Top of Passage to read

4-Finally, if the choice is made to love them, to reach out and do so tangibly–without malice.

The Institutional Church is under no mandate to care about those who are leaving. But they are leaving, and railing about their selfishness, shallowness, arrogance, etc. isn’t going to convince them to come back anymore than going into a crack house and screaming that everybody is going to hell is going to get them into church on Sunday.

The people I know who have left the church, and I talked on the phone with one such person at length last night, are much more concerned about their departure than their critics give them credit for. They aren’t whiners and takers. They are givers and servers and lovers of God who are heartbroken they can’t find a place.


12 thoughts on “Dissatisfaction and Deconstruction

  1. I can’t believe you noticed that comma!!!

    You made such an important point, and I wanted it to be sure it was read. (no guarantees that it’ll be read here, but at least it’s out of the comment section)

    I hope you are OK with the context I put your quote in.

    Now I’m off to do the fun stuff… cleaning and laundry.

  2. I’m perfectly okay with the context. About the comma, Keith would roll his eyes (not smiling) and say, “Believe it.” To tell the truth, it was really bugging me, so I was glad you fixed it. I just didn’t want to copy/paste/publish/delete the whole thing a second time. Now I have to get to my stuff- worship prep for tomorrow, plus laundry of course.

Bottom of Passage to read

▶ **Exercise goal**
Continue the passage on people leaving the church from the point where it stops. The rows come from a separate source and have no connection to the passage on people leaving the church.

Top of Information supplied

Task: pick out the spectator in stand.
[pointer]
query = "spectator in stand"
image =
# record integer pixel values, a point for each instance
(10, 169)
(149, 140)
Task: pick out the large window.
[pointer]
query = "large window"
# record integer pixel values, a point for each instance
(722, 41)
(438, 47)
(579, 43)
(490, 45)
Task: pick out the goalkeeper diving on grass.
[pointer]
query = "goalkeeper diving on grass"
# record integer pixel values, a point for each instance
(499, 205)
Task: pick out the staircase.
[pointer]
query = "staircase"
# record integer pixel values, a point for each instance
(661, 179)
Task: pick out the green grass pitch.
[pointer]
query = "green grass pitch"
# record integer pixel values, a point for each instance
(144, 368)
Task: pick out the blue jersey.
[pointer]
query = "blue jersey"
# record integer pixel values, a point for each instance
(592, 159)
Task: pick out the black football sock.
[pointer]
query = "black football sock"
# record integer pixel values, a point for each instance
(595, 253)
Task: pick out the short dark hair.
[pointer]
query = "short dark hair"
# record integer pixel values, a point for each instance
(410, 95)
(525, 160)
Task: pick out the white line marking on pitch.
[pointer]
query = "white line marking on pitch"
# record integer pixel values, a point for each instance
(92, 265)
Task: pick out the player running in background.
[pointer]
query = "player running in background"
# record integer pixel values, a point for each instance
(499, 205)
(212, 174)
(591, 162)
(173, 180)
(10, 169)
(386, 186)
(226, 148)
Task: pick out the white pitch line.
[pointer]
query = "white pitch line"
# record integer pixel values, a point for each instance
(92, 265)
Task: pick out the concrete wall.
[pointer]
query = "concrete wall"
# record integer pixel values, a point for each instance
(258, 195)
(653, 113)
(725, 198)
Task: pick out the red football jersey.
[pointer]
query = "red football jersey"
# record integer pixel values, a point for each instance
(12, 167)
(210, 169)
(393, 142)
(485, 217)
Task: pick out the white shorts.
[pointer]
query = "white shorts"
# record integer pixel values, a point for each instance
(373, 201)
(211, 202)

Bottom of Information supplied

▶ **Exercise response**
  3. J. Lee Grady (editor of Charisma Magazine), in his book What Happened to the Fire, wrote that by 1990 there were 92 million people worldwide who described themselves as post-charismatic.

    I think the Pentecostal/charismatic church needs to also look at the Exit Stage Left questions (which are “spot on”, as Andrew Jones would say).

    These are the kind of issues that prompted me to write “Detoxing from Church” a few years ago. Both EC and IC need to dial down a bit and listen at least as much as they talk/rant/pontificate.

  4. Cindy,
    Yes, it’s too bad comments can’t be edited once they’re posted. Funny how I never notice the mistake until after I hit submit.

    Hi Robby,
    I think many post-charismatics are turning away from deeper teaching in order to get back to a more authentic expression of the basics.

    I’m working on the dialing down bit.

    Thanks Pam. :)

  5. Grace,

    I didn’t mean you had to dial down. You’ve always been a wonderful example of your blogging name: grace.

    I only meant the “dial down” comment as a general observation. Hope it didn’t come across as personal; that’s the last thing I’d think of you or your writing here (which is honest and insightful, as always).

  6. Robby,
    I didn’t take it personally, and I’m glad you think that I come across moderately.

    What I meant is that I often struggle against my own tendency to be black and white, and I have to continually remind myself that others often see things differently.

    Thanks for your encouragement.

  7. Great to see these thoughts here. I stumbled on your post sort of by accident. I was checking my logs and someone had found my blog by using Google’s blog search to search for the term “house church”. I followed the same search path and yours was another one on the first page of hits, pointing to this post.

    You might be interested in some of the discussion that has taken place on my blog in the past few days on the topic.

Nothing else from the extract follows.